> Work item
Beneath this line are the data; copy exactly the part of them that opens with the line containing "of the dense" and closes with the line containing "the snow patch", and only that part.

● ● ● ●

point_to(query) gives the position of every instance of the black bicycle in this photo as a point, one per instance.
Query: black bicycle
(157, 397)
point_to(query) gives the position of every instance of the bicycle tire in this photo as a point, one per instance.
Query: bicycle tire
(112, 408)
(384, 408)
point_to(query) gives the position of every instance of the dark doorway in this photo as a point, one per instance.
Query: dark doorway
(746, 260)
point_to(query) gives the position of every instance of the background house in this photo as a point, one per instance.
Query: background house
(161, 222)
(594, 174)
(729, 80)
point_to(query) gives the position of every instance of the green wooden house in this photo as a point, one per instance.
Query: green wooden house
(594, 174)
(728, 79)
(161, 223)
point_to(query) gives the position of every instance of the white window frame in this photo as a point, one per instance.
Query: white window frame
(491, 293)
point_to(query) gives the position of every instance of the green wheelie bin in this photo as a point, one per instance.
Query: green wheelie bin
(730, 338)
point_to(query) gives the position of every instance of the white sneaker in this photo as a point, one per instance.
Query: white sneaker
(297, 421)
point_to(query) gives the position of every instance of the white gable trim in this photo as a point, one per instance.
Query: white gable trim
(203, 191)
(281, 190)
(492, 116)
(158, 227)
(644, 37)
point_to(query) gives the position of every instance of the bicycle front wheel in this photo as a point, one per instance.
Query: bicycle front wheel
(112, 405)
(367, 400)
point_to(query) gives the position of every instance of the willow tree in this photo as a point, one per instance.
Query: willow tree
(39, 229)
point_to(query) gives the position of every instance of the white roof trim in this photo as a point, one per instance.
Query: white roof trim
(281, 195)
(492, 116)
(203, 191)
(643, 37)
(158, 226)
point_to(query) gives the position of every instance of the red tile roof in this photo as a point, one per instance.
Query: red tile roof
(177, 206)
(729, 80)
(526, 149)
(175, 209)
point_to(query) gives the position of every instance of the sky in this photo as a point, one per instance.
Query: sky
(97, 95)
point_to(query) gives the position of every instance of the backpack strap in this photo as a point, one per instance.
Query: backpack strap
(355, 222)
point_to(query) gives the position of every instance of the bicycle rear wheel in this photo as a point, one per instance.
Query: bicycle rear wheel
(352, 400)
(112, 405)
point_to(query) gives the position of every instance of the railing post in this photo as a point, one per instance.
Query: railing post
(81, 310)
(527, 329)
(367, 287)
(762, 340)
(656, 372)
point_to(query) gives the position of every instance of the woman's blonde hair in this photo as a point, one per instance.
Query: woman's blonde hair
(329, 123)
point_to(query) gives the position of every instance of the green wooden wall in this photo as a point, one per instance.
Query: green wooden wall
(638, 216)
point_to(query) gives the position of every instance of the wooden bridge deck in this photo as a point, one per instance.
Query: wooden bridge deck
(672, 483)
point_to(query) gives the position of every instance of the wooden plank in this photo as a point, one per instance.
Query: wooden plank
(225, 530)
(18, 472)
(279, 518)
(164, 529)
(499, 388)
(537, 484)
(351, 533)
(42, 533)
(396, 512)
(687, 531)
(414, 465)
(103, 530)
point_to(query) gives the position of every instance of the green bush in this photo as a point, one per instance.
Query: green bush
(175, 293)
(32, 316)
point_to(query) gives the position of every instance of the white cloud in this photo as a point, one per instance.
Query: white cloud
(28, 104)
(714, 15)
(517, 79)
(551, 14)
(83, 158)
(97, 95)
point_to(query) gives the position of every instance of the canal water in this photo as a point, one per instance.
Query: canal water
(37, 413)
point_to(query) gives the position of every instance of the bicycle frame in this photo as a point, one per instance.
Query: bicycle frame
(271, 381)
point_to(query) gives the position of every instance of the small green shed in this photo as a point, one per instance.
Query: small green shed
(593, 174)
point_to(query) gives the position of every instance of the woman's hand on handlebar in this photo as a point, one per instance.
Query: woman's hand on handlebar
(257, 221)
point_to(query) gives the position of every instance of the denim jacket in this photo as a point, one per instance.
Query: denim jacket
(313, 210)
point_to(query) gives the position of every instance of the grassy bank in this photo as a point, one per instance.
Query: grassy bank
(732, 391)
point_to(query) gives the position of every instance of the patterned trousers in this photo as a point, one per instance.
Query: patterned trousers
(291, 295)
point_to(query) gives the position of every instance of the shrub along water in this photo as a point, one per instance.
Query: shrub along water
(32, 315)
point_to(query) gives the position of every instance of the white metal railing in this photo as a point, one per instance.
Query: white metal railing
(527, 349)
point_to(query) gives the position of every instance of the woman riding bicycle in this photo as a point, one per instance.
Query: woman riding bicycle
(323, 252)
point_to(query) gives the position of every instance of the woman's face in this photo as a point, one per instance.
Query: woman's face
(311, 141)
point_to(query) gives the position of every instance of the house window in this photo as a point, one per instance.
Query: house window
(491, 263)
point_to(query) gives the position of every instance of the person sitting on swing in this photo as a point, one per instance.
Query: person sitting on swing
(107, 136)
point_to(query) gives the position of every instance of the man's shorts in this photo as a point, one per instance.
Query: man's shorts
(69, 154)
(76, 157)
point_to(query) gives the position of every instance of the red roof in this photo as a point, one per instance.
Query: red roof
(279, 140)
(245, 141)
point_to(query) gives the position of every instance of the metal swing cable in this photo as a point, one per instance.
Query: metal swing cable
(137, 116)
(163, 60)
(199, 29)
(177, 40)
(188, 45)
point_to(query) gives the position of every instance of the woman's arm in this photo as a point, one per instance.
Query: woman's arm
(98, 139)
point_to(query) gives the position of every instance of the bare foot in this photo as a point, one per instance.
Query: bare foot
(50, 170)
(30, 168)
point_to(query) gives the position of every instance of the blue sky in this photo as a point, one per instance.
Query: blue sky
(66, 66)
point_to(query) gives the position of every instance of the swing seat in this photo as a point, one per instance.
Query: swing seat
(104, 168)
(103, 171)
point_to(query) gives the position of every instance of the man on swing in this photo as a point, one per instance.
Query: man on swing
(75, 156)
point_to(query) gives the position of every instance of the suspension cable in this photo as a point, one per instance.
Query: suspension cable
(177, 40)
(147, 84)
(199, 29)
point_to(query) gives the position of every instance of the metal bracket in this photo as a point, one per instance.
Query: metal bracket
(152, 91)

● ● ● ●

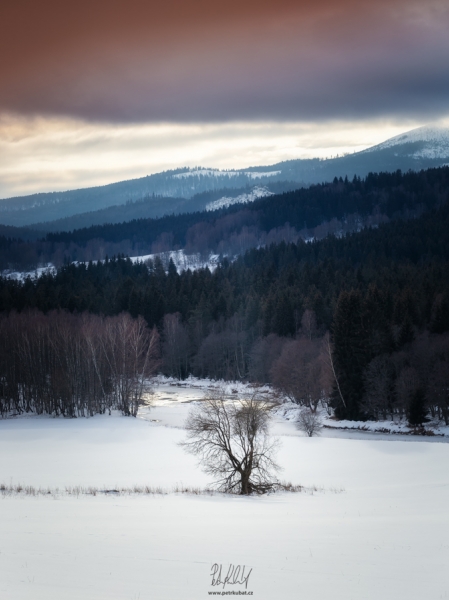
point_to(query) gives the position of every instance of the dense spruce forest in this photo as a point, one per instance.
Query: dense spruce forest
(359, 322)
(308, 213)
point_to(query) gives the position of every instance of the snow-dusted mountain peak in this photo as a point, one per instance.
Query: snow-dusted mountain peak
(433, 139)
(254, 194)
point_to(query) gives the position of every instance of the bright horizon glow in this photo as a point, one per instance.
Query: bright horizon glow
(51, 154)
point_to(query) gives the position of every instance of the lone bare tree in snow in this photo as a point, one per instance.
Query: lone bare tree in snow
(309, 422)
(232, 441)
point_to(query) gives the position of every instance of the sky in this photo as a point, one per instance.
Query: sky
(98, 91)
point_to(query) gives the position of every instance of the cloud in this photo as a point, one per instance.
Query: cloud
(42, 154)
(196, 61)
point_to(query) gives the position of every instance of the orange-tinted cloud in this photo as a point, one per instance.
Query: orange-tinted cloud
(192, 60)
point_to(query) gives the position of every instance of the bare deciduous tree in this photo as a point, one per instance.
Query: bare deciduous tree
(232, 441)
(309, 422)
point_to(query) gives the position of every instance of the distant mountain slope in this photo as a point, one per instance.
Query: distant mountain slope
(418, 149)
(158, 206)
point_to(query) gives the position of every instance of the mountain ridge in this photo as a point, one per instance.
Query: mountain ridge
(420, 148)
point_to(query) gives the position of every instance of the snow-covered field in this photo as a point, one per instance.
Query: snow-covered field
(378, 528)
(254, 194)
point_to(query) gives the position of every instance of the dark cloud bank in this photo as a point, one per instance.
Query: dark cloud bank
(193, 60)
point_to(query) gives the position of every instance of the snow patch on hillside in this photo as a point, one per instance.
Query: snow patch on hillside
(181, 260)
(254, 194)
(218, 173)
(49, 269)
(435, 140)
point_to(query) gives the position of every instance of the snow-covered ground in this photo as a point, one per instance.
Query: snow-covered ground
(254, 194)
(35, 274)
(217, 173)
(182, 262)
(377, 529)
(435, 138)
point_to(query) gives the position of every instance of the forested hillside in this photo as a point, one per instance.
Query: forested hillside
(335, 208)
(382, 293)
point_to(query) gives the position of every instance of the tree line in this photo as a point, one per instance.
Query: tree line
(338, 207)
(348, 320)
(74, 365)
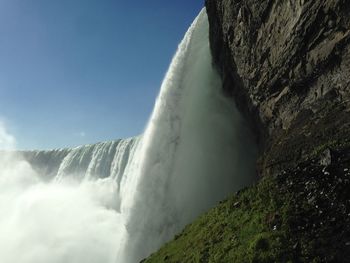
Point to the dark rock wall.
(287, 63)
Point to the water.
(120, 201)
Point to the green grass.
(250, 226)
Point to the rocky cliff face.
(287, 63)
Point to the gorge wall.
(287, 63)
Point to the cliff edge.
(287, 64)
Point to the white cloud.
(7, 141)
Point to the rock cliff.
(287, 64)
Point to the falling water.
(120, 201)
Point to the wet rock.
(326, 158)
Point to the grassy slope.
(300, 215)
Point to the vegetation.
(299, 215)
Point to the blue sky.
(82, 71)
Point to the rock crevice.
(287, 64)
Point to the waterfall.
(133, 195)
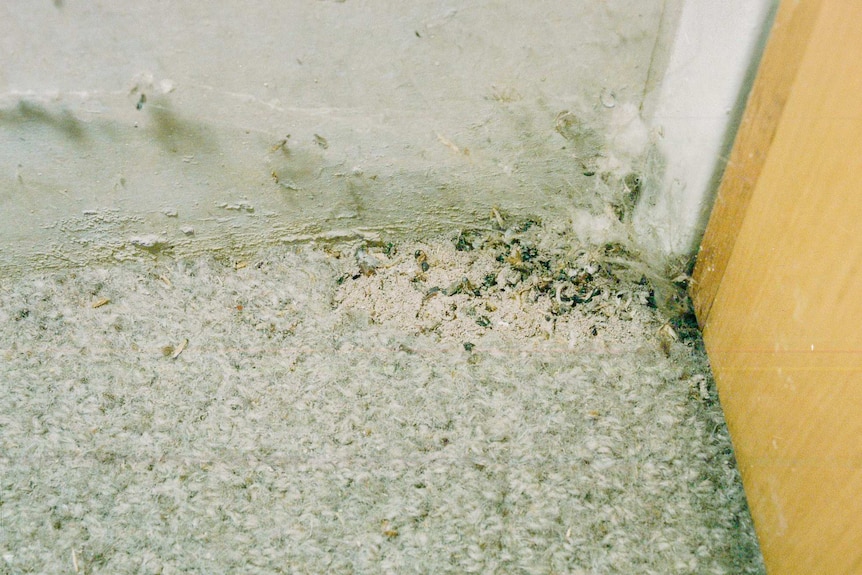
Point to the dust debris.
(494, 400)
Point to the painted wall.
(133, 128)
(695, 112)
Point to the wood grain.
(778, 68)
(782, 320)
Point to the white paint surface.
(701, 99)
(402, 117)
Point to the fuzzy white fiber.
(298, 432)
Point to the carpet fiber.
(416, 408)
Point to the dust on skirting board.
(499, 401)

● ● ● ●

> Answer to this exercise
point_to(query) gives the position of every instance of the dense spruce forest in this photo as a point, one per instance.
Query: dense spruce forest
(359, 322)
(308, 213)
point_to(query) gives the position of every instance of the snow-dusted mountain peak in this photo as a point, one per instance.
Query: snow-dusted mountain peak
(433, 139)
(254, 194)
point_to(query) gives the position of every instance of the bright horizon glow in this photo as a point, one per instance.
Query: bright horizon glow
(51, 154)
point_to(query) gives the position of every instance of the lone bare tree in snow in this photo as a point, one per instance.
Query: lone bare tree in snow
(309, 422)
(232, 441)
point_to(query) gives the position of every instance of the sky in this photo as a point, one per instance.
Query: sky
(98, 91)
point_to(query) gives the position of every instance of the cloud in this photo as a point, one per instance.
Query: cloud
(42, 154)
(196, 61)
point_to(query) gives the position of every instance of the orange-tinted cloud in this photo as a point, one per instance.
Query: orange-tinted cloud
(192, 60)
point_to(query) gives the position of every instance of the bare deciduous tree in this photo as a point, one per instance.
Query: bare deciduous tree
(232, 441)
(309, 422)
point_to(query) gives the position of every instance of the distant mountain slope in this photo as a point, one per instance.
Query: distant mountain slope
(418, 149)
(158, 206)
point_to(query) gives the position of every instance of the mountain ridge in this photo as a point, one per instance.
Query: mountain ridge
(420, 148)
point_to(query) gives the position of every instance of the snow-covered field in this photo as a point, one per instance.
Query: snow-covered field
(378, 528)
(254, 194)
point_to(query) gives the position of every instance of the dark cloud bank in this photo as a point, one per instance.
Query: dark cloud bank
(193, 60)
point_to(query) gives the position of every instance of the snow patch on hillside in this photo as a point, one per instance.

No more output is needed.